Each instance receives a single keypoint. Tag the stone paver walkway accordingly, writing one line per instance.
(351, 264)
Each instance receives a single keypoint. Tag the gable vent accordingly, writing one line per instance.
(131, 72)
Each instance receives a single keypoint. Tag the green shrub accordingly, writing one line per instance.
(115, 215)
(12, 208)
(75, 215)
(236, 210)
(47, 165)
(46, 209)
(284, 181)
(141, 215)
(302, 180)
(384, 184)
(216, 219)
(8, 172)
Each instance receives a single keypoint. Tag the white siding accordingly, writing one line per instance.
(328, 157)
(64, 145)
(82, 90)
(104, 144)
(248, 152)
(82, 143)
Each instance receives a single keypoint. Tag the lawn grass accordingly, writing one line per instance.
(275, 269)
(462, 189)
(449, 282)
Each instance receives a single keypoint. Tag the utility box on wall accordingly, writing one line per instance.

* Work to be completed *
The lines from the one with "Each instance receives a single keypoint. Tag the gable" through the final line of the data are to be reproduced exactly, both included, with no other lines.

* Response to the task *
Each instance receives a single keypoint. Tag the gable vent accordingly, writing one line per instance.
(131, 72)
Each instance receives a single keypoint. Tag the green shrub accordingly, writing one line per instance.
(115, 215)
(12, 208)
(75, 215)
(236, 210)
(47, 165)
(46, 209)
(284, 181)
(141, 215)
(302, 180)
(384, 184)
(216, 219)
(8, 172)
Each instance receives a single keypoint. Tag the white siding accordingly, writing one line per instance.
(328, 157)
(64, 145)
(82, 90)
(104, 144)
(248, 152)
(82, 143)
Each instance receives a single keypoint. Tag the lawn grass accordingly, writing one line per instance.
(275, 269)
(462, 189)
(449, 282)
Each instance receives a single keypoint. Tag the utility box on wall accordingly, writing one line per instance.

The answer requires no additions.